━━━ Supplied records

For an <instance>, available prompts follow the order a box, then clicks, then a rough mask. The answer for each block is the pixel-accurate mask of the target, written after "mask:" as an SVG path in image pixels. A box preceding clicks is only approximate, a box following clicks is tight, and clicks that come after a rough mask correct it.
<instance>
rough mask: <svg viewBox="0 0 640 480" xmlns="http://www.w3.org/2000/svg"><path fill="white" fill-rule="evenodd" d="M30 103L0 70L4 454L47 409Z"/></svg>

━━━━━━
━━━ Supplied records

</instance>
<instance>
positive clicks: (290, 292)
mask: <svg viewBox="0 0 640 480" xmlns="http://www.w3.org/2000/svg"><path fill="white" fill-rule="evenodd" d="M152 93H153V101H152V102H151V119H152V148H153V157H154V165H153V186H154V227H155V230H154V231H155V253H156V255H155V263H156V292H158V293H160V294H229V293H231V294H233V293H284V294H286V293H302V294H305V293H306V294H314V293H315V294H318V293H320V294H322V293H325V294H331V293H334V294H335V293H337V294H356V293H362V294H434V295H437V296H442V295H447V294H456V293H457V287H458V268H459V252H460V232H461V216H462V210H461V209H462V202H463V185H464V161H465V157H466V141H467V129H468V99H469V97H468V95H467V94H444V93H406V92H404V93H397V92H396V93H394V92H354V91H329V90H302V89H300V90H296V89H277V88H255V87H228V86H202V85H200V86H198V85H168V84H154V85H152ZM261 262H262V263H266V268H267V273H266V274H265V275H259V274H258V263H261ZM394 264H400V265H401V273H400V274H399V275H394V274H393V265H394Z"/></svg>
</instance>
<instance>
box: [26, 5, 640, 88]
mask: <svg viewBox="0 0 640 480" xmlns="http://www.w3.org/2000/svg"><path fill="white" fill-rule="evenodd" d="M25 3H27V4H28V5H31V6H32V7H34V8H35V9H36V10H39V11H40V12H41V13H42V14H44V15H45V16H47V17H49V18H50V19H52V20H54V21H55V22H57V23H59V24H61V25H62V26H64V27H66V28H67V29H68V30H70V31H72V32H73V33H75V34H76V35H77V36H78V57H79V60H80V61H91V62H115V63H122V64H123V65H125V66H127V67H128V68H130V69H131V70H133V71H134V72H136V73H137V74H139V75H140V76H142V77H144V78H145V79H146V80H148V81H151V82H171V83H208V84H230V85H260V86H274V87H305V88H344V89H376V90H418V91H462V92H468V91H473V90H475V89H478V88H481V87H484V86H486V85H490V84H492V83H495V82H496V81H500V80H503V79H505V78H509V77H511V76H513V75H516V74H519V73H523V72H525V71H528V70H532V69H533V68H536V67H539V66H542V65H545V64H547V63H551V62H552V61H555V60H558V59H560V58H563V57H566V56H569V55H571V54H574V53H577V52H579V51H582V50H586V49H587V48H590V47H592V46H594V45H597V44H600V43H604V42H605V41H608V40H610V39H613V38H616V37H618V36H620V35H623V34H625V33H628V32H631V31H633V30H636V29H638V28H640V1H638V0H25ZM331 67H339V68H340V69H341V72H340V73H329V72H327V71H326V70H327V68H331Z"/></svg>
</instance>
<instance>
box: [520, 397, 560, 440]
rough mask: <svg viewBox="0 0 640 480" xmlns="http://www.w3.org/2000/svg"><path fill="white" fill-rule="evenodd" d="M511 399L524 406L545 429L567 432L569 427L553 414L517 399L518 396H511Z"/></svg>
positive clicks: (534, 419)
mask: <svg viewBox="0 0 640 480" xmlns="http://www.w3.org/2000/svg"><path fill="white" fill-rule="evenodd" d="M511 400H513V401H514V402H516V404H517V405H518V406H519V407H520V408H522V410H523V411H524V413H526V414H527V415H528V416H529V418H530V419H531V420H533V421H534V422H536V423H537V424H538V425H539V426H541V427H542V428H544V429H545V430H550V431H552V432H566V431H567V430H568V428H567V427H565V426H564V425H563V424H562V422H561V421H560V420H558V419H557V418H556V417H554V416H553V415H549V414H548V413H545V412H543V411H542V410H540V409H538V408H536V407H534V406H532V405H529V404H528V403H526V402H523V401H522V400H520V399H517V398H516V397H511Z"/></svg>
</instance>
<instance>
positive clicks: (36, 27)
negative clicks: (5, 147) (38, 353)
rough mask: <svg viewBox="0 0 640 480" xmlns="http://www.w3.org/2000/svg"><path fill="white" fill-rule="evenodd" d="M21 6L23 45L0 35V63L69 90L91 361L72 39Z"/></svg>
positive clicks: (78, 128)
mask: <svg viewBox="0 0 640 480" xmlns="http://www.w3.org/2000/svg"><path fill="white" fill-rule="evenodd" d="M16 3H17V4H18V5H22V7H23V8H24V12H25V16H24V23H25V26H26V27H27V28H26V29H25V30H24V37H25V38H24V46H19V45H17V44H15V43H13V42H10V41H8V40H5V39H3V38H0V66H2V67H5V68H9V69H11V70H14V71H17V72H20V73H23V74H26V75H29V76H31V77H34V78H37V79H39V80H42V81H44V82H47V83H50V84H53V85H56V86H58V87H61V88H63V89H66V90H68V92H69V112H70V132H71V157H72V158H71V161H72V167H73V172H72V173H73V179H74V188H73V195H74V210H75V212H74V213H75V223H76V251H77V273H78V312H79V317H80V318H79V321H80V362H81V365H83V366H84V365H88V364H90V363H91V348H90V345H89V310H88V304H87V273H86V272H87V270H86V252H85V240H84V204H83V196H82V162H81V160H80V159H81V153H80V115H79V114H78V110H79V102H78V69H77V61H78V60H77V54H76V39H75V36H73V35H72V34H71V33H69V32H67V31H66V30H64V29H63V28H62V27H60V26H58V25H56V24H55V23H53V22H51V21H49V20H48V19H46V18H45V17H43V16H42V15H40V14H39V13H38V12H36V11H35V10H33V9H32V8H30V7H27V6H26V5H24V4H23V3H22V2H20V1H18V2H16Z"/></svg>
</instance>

━━━━━━
━━━ Supplied records

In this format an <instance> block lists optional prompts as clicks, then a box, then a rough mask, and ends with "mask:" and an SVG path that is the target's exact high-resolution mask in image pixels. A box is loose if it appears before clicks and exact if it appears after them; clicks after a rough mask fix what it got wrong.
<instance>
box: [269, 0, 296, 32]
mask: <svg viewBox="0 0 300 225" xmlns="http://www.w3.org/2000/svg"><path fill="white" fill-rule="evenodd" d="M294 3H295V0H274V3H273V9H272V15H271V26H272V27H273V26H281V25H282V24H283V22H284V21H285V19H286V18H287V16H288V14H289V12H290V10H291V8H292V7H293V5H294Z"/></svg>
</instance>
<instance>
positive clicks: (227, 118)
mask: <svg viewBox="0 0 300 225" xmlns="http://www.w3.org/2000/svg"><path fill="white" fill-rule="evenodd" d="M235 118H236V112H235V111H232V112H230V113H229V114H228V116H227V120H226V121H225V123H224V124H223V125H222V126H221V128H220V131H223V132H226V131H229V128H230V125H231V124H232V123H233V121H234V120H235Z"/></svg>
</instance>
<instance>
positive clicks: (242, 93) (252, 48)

━━━━━━

_Activity_
Copy all lines from the data that hold the word "block".

_Answer section_
For an <instance>, available prompts follow the order a box, then clicks, then a rough mask. The answer for each block is the pixel-accurate mask of the target, written after "mask:" as an SVG path in image pixels. A box preceding clicks is only approximate, a box following clicks is tight, and clicks that come after a rough mask correct it.
In this format an <instance> block lists optional prompts as clicks, then a box, then a rough mask, and ends with "mask:" and an SVG path that is the target's exact high-resolution mask in image pixels. A box is loose if it appears before clicks and exact if it appears after them; clicks after a rough mask fix what it got wrong.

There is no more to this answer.